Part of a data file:
────────────────────

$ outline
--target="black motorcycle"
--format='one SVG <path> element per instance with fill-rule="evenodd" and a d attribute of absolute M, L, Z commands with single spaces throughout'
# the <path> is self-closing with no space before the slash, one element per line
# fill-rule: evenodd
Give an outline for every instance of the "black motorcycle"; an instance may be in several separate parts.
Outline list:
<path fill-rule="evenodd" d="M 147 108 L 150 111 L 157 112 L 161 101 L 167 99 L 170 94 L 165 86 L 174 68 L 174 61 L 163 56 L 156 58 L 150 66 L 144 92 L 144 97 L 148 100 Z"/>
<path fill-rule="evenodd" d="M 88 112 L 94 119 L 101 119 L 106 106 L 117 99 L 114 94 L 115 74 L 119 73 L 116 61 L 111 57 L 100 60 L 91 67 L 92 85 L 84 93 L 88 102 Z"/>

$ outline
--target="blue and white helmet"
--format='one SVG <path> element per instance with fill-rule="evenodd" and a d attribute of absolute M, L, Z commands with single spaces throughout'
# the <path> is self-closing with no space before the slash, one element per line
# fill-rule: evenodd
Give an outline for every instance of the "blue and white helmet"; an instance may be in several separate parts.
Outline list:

────────────────────

What you will do: Copy the entire listing above, requests included, and add -96 to every x and y coordinate in the outline paths of the answers.

Answer for the task:
$ outline
--target="black motorcycle"
--format='one SVG <path> element per instance with fill-rule="evenodd" and a d attribute of absolute M, L, Z commands with single spaces throughout'
# the <path> is self-closing with no space before the slash, one element per line
# fill-rule: evenodd
Give an outline for every instance of the "black motorcycle"; an instance may be in several separate parts.
Outline list:
<path fill-rule="evenodd" d="M 51 12 L 54 15 L 61 16 L 65 5 L 71 3 L 74 -2 L 69 -10 L 78 -28 L 78 -35 L 67 -40 L 60 -38 L 54 -30 L 48 -4 L 48 1 L 52 4 Z"/>
<path fill-rule="evenodd" d="M -8 16 L -2 23 L 5 23 L 10 10 L 21 3 L 18 -2 L 19 -22 L 23 -23 L 20 -35 L 15 -39 L 4 -36 L -5 -29 L -4 -11 L -12 -3 L -8 6 Z"/>

$ outline
--target="blue and white helmet"
--format='one SVG <path> element per instance with fill-rule="evenodd" and a d attribute of absolute M, L, Z commands with single spaces throughout'
# the <path> is self-closing with no space before the slash, one element per line
# fill-rule: evenodd
Give an outline for every instance of the "blue and white helmet"; an instance may be in several separate parts.
Outline list:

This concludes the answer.